• **TASK ITEM**
In the birthday comments below, what song does the birthday person say they are teaching the zombies to sing? Please answer briefly.

• **GIVEN PASSAGE**
She is amazing mom. You did a great job!
HAPPY BIRTHDAY said in my best Frosty the Snowman voice
. I love the pic! You have yourself the most fabulous Wednesday you can. You deserve it. And try to steer clear of zombies. They should know better than to mess with you on your birthday but, they don’t always put on their thinking caps…and I don’t want them to steal yours.
No zombie is gonna ruin my birthday, no siree. I got them all under control and am even teaching them to sing “Happy Birthday.” They can’t carry a tune to save their lives, but their enthusiasm makes up for it.
Thank you!!
Happy.
Happy.
Birthday sweets!
Love the pictures. Love that you’re going to throw caution to the wind and enjoy your birthday. Even if it is on a Wednesday. And you have to work.
Wishing you a margarita filled happy birthday!!!
Thank you so much, Katie!! I’ll enjoy one for you since you can’t embibe for a few months!

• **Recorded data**
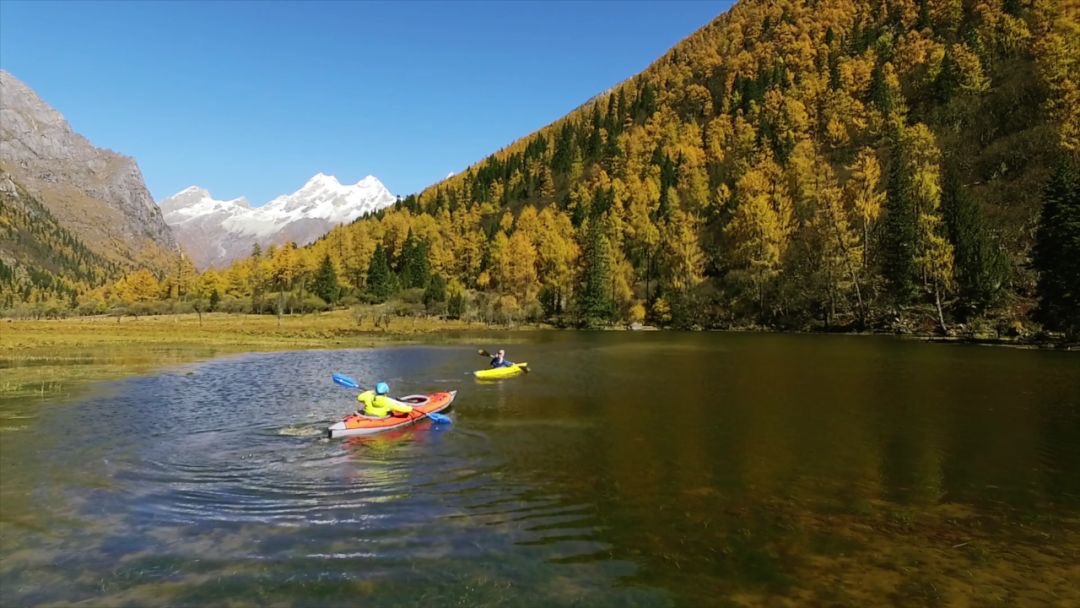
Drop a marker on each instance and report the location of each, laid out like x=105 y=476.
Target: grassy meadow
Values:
x=51 y=359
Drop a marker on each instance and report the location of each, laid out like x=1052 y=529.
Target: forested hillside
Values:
x=40 y=260
x=797 y=164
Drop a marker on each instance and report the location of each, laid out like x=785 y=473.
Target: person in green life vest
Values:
x=377 y=404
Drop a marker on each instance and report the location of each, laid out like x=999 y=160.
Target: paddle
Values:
x=350 y=383
x=523 y=366
x=345 y=381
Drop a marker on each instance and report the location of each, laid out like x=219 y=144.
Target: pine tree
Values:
x=981 y=266
x=380 y=281
x=898 y=233
x=1056 y=253
x=594 y=301
x=326 y=284
x=415 y=265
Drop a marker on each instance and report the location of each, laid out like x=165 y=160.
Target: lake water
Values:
x=628 y=469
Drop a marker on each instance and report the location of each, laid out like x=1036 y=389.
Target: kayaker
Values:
x=378 y=405
x=500 y=360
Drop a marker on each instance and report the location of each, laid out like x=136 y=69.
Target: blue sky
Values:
x=253 y=98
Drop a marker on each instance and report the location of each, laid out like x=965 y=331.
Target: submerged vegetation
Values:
x=794 y=164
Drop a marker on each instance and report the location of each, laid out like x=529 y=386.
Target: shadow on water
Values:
x=625 y=470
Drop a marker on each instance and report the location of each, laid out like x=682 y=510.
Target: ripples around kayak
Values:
x=216 y=484
x=624 y=470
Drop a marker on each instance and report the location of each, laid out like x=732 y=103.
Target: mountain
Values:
x=95 y=194
x=794 y=163
x=39 y=257
x=217 y=232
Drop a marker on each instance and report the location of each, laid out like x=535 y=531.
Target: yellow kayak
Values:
x=500 y=372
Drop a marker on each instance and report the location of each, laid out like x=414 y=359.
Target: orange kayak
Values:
x=422 y=405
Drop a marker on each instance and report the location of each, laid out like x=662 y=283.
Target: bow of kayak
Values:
x=500 y=372
x=422 y=405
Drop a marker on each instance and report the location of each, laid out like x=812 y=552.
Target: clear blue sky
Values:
x=253 y=98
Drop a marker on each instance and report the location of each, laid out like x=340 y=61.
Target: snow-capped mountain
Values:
x=217 y=232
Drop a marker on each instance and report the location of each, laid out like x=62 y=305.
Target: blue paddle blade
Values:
x=345 y=381
x=440 y=418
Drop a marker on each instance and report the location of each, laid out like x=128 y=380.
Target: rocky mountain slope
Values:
x=95 y=193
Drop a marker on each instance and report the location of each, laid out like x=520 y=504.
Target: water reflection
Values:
x=625 y=470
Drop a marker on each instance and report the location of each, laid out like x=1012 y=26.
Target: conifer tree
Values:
x=326 y=284
x=380 y=280
x=981 y=266
x=594 y=301
x=1056 y=253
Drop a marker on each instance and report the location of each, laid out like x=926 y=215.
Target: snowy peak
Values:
x=217 y=232
x=194 y=202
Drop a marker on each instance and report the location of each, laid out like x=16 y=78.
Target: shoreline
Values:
x=54 y=359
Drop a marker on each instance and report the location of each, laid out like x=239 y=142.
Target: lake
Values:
x=626 y=469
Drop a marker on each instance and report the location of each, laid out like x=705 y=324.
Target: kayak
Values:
x=499 y=372
x=359 y=424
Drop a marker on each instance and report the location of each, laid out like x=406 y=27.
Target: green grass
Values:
x=52 y=359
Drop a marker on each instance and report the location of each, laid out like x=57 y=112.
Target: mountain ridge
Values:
x=216 y=232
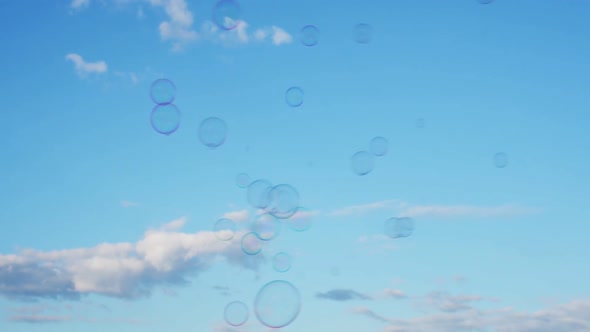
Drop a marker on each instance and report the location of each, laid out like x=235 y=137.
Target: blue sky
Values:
x=107 y=224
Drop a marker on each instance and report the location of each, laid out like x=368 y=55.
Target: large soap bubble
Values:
x=277 y=304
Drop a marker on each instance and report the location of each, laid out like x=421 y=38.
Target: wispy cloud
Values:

• **OUTPUT OF THE EXERCISE**
"Happy Birthday."